(Written instruction): Pull out every line of the records below that contains the word "ceiling", and copy each one unchanged.

------ Recorded data

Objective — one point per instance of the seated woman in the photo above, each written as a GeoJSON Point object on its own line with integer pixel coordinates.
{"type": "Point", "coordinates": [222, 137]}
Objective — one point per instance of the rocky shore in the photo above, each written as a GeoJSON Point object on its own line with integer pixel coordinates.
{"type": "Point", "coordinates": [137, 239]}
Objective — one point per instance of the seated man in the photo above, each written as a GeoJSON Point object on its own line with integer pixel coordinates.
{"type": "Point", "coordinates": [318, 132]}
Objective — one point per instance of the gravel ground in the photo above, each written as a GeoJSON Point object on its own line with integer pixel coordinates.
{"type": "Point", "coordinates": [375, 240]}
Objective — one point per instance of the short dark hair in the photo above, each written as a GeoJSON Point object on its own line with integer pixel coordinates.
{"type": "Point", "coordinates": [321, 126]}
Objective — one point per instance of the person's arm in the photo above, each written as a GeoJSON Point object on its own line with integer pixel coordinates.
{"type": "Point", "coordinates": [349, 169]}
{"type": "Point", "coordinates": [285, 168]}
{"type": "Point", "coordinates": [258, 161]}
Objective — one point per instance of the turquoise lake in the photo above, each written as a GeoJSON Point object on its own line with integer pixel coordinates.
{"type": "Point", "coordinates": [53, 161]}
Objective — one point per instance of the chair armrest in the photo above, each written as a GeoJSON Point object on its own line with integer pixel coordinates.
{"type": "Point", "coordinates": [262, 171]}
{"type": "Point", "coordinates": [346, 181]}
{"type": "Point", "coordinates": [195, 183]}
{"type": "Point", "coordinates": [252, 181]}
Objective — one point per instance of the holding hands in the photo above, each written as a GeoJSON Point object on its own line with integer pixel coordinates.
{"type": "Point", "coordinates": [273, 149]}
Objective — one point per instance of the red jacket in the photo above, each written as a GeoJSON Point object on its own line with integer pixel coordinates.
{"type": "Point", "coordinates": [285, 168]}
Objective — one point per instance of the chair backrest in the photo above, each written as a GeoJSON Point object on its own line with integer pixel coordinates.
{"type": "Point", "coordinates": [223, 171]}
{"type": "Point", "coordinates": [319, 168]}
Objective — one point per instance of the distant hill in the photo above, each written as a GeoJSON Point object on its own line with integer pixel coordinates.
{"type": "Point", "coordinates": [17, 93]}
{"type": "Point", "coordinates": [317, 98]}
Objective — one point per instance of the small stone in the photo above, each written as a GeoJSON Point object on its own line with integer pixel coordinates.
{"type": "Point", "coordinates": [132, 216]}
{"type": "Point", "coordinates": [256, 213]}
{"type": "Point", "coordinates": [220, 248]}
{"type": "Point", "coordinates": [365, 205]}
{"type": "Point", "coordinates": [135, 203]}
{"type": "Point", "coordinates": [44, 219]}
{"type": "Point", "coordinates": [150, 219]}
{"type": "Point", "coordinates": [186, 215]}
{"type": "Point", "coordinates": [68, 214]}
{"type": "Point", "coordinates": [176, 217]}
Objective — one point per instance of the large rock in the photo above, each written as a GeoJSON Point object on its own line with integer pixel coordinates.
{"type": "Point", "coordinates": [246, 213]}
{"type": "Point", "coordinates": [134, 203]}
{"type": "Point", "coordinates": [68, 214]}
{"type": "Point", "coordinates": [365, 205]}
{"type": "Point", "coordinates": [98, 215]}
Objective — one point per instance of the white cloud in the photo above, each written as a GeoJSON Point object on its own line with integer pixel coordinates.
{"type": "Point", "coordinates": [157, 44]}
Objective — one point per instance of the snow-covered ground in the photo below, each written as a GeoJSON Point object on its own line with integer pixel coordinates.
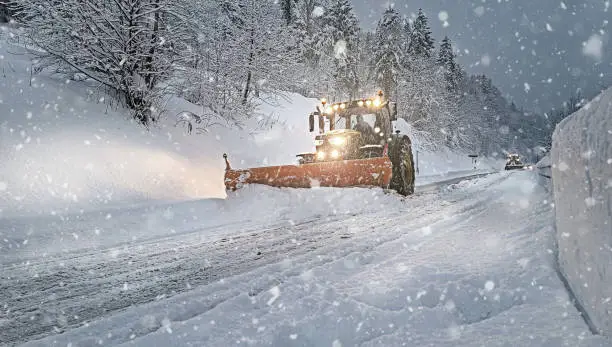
{"type": "Point", "coordinates": [468, 264]}
{"type": "Point", "coordinates": [581, 160]}
{"type": "Point", "coordinates": [111, 235]}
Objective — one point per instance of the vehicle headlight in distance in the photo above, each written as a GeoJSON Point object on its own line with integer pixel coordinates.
{"type": "Point", "coordinates": [337, 141]}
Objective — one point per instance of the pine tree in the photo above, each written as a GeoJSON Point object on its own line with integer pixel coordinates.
{"type": "Point", "coordinates": [342, 21]}
{"type": "Point", "coordinates": [388, 59]}
{"type": "Point", "coordinates": [287, 7]}
{"type": "Point", "coordinates": [343, 26]}
{"type": "Point", "coordinates": [421, 42]}
{"type": "Point", "coordinates": [446, 59]}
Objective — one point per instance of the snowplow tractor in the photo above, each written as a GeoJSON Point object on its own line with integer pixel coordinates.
{"type": "Point", "coordinates": [514, 163]}
{"type": "Point", "coordinates": [355, 147]}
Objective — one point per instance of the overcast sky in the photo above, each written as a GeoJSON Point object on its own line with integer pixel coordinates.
{"type": "Point", "coordinates": [536, 51]}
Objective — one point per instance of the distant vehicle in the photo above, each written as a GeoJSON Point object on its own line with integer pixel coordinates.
{"type": "Point", "coordinates": [514, 163]}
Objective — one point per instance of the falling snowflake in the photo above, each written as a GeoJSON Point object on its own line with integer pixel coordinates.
{"type": "Point", "coordinates": [527, 87]}
{"type": "Point", "coordinates": [593, 47]}
{"type": "Point", "coordinates": [318, 11]}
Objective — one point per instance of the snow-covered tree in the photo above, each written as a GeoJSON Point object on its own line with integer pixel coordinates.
{"type": "Point", "coordinates": [446, 60]}
{"type": "Point", "coordinates": [288, 8]}
{"type": "Point", "coordinates": [243, 55]}
{"type": "Point", "coordinates": [128, 46]}
{"type": "Point", "coordinates": [421, 42]}
{"type": "Point", "coordinates": [343, 26]}
{"type": "Point", "coordinates": [387, 51]}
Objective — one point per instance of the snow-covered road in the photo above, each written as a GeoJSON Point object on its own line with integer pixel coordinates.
{"type": "Point", "coordinates": [470, 263]}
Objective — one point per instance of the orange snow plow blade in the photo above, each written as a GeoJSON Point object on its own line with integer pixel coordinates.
{"type": "Point", "coordinates": [372, 172]}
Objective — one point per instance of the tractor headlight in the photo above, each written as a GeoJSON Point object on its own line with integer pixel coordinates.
{"type": "Point", "coordinates": [337, 141]}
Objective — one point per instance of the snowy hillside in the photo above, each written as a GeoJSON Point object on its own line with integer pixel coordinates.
{"type": "Point", "coordinates": [65, 146]}
{"type": "Point", "coordinates": [582, 180]}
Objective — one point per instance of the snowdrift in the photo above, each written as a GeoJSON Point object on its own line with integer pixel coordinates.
{"type": "Point", "coordinates": [582, 181]}
{"type": "Point", "coordinates": [65, 147]}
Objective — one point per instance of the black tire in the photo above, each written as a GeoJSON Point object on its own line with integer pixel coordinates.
{"type": "Point", "coordinates": [400, 154]}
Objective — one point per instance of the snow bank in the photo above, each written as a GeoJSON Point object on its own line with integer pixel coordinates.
{"type": "Point", "coordinates": [582, 180]}
{"type": "Point", "coordinates": [427, 272]}
{"type": "Point", "coordinates": [443, 162]}
{"type": "Point", "coordinates": [64, 147]}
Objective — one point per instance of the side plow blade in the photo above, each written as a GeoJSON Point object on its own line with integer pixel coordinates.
{"type": "Point", "coordinates": [371, 172]}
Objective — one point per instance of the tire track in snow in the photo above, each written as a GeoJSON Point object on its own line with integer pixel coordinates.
{"type": "Point", "coordinates": [44, 300]}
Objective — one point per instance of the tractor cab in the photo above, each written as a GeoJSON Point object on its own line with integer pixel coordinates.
{"type": "Point", "coordinates": [355, 129]}
{"type": "Point", "coordinates": [513, 162]}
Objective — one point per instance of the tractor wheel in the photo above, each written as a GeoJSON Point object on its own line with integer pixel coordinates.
{"type": "Point", "coordinates": [400, 154]}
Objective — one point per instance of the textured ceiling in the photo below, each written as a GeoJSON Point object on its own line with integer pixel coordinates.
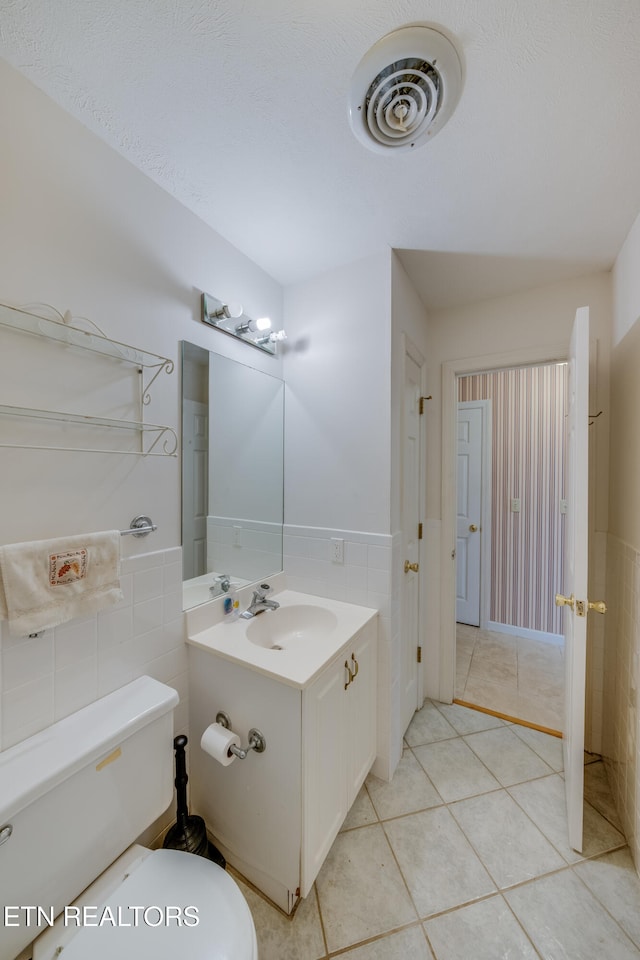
{"type": "Point", "coordinates": [238, 109]}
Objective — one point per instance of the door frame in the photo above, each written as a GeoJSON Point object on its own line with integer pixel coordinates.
{"type": "Point", "coordinates": [409, 349]}
{"type": "Point", "coordinates": [486, 474]}
{"type": "Point", "coordinates": [451, 370]}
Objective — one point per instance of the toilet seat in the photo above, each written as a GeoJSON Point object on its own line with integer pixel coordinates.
{"type": "Point", "coordinates": [160, 880]}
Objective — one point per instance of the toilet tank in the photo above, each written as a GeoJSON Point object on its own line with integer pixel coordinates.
{"type": "Point", "coordinates": [75, 795]}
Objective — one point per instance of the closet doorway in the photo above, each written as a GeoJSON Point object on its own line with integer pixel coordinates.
{"type": "Point", "coordinates": [510, 474]}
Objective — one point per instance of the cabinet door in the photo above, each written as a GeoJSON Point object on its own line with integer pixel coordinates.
{"type": "Point", "coordinates": [324, 760]}
{"type": "Point", "coordinates": [361, 710]}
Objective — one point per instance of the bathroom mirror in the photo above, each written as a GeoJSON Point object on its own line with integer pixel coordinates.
{"type": "Point", "coordinates": [232, 473]}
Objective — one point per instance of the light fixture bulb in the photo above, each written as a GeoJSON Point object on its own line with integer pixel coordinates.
{"type": "Point", "coordinates": [228, 311]}
{"type": "Point", "coordinates": [272, 337]}
{"type": "Point", "coordinates": [254, 326]}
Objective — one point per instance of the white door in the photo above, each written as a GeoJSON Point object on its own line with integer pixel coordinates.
{"type": "Point", "coordinates": [195, 483]}
{"type": "Point", "coordinates": [469, 506]}
{"type": "Point", "coordinates": [410, 623]}
{"type": "Point", "coordinates": [575, 573]}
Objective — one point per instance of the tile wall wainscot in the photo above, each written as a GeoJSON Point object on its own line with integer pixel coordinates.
{"type": "Point", "coordinates": [49, 677]}
{"type": "Point", "coordinates": [363, 577]}
{"type": "Point", "coordinates": [622, 677]}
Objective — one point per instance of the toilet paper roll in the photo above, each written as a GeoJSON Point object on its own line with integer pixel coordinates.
{"type": "Point", "coordinates": [216, 741]}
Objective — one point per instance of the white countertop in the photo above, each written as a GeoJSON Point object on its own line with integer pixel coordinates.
{"type": "Point", "coordinates": [301, 660]}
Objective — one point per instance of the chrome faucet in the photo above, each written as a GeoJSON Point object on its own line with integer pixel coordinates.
{"type": "Point", "coordinates": [259, 602]}
{"type": "Point", "coordinates": [220, 585]}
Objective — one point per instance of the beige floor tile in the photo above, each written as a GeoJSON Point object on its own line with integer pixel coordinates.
{"type": "Point", "coordinates": [465, 720]}
{"type": "Point", "coordinates": [428, 725]}
{"type": "Point", "coordinates": [361, 893]}
{"type": "Point", "coordinates": [509, 845]}
{"type": "Point", "coordinates": [544, 802]}
{"type": "Point", "coordinates": [409, 791]}
{"type": "Point", "coordinates": [517, 676]}
{"type": "Point", "coordinates": [508, 757]}
{"type": "Point", "coordinates": [614, 881]}
{"type": "Point", "coordinates": [598, 792]}
{"type": "Point", "coordinates": [544, 711]}
{"type": "Point", "coordinates": [410, 944]}
{"type": "Point", "coordinates": [282, 938]}
{"type": "Point", "coordinates": [361, 812]}
{"type": "Point", "coordinates": [454, 770]}
{"type": "Point", "coordinates": [437, 861]}
{"type": "Point", "coordinates": [482, 931]}
{"type": "Point", "coordinates": [495, 696]}
{"type": "Point", "coordinates": [564, 920]}
{"type": "Point", "coordinates": [545, 745]}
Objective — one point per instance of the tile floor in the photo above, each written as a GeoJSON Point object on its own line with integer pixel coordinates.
{"type": "Point", "coordinates": [463, 856]}
{"type": "Point", "coordinates": [521, 678]}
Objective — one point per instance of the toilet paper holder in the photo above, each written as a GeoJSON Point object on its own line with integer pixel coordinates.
{"type": "Point", "coordinates": [257, 741]}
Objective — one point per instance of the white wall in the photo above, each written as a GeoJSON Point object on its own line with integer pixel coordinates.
{"type": "Point", "coordinates": [338, 431]}
{"type": "Point", "coordinates": [83, 229]}
{"type": "Point", "coordinates": [621, 738]}
{"type": "Point", "coordinates": [337, 408]}
{"type": "Point", "coordinates": [626, 285]}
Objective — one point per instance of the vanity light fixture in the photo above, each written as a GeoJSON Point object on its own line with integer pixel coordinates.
{"type": "Point", "coordinates": [228, 311]}
{"type": "Point", "coordinates": [223, 315]}
{"type": "Point", "coordinates": [272, 337]}
{"type": "Point", "coordinates": [254, 326]}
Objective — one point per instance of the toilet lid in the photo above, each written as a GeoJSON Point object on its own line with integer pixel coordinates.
{"type": "Point", "coordinates": [173, 905]}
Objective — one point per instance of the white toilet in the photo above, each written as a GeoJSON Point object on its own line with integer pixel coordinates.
{"type": "Point", "coordinates": [73, 798]}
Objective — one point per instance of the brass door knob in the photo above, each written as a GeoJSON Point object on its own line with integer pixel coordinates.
{"type": "Point", "coordinates": [598, 605]}
{"type": "Point", "coordinates": [565, 601]}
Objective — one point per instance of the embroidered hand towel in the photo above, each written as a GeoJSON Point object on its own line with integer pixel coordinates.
{"type": "Point", "coordinates": [47, 582]}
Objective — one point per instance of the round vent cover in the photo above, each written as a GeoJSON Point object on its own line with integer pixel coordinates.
{"type": "Point", "coordinates": [405, 89]}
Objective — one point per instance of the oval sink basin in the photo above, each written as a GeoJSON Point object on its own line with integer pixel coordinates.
{"type": "Point", "coordinates": [288, 626]}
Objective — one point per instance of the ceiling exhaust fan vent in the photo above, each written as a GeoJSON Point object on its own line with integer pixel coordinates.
{"type": "Point", "coordinates": [405, 89]}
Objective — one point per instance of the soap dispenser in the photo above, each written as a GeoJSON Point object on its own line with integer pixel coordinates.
{"type": "Point", "coordinates": [231, 605]}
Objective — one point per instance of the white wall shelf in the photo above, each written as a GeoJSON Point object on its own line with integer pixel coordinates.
{"type": "Point", "coordinates": [94, 340]}
{"type": "Point", "coordinates": [162, 441]}
{"type": "Point", "coordinates": [155, 431]}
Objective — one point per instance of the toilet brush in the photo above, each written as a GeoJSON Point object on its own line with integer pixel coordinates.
{"type": "Point", "coordinates": [189, 832]}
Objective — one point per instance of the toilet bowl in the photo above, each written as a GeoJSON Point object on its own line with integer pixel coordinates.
{"type": "Point", "coordinates": [75, 798]}
{"type": "Point", "coordinates": [155, 905]}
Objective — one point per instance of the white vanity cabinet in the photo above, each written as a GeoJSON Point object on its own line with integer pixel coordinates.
{"type": "Point", "coordinates": [339, 746]}
{"type": "Point", "coordinates": [275, 814]}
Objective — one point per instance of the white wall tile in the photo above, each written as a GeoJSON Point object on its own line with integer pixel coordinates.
{"type": "Point", "coordinates": [75, 686]}
{"type": "Point", "coordinates": [46, 678]}
{"type": "Point", "coordinates": [148, 584]}
{"type": "Point", "coordinates": [75, 641]}
{"type": "Point", "coordinates": [28, 660]}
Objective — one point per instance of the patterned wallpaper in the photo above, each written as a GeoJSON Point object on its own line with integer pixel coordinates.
{"type": "Point", "coordinates": [528, 431]}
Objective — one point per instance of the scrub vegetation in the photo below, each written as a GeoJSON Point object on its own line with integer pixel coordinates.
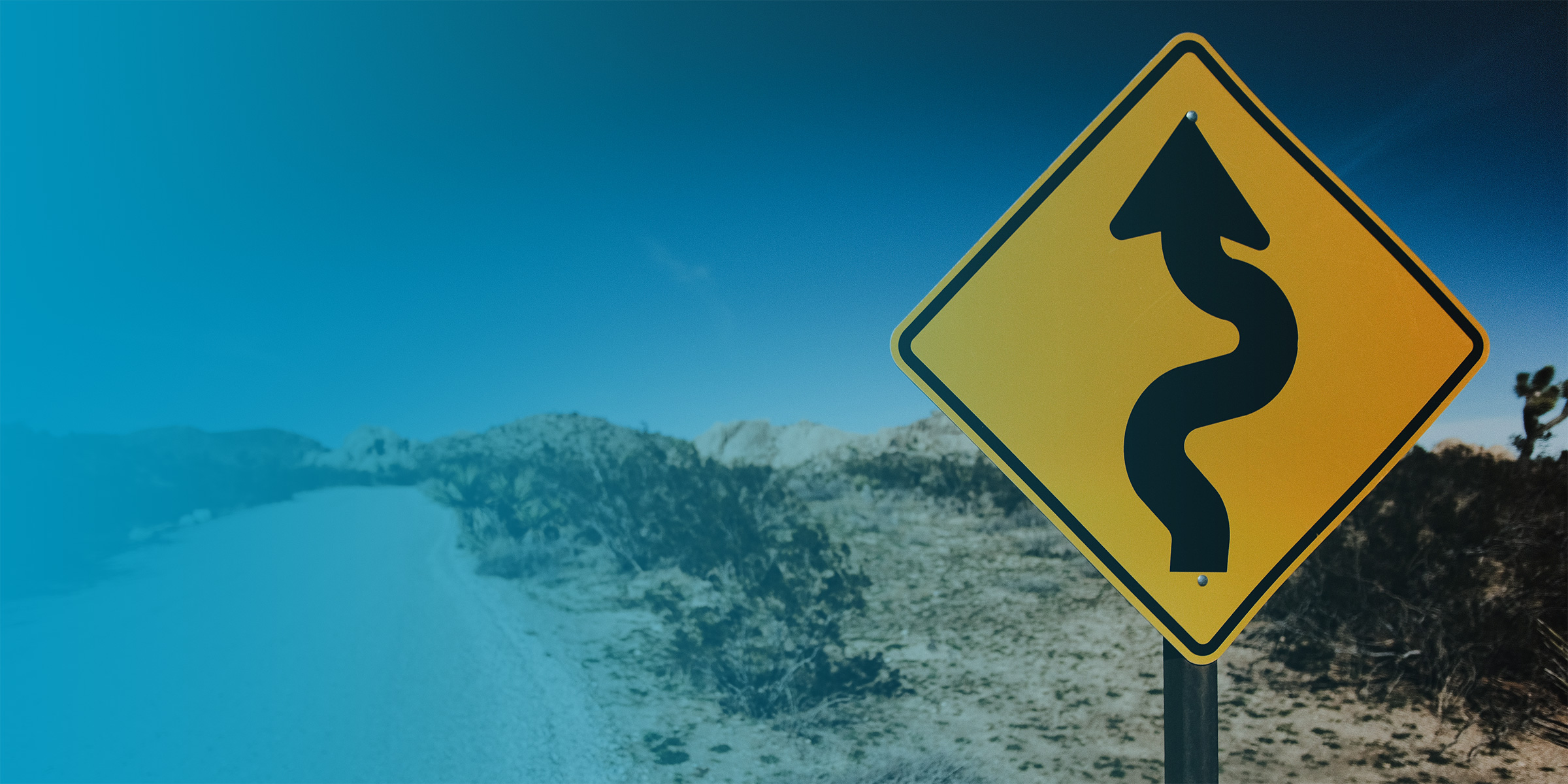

------------

(Response for this exercise):
Objective — one point per instance of the textured ceiling in the photo below, each written as a GeoJSON Point object on its own line with integer pixel coordinates.
Objective — one point per instance of the ceiling exhaust fan vent in the photo above, each written as a GeoJSON Point object on its own line with integer pixel coordinates.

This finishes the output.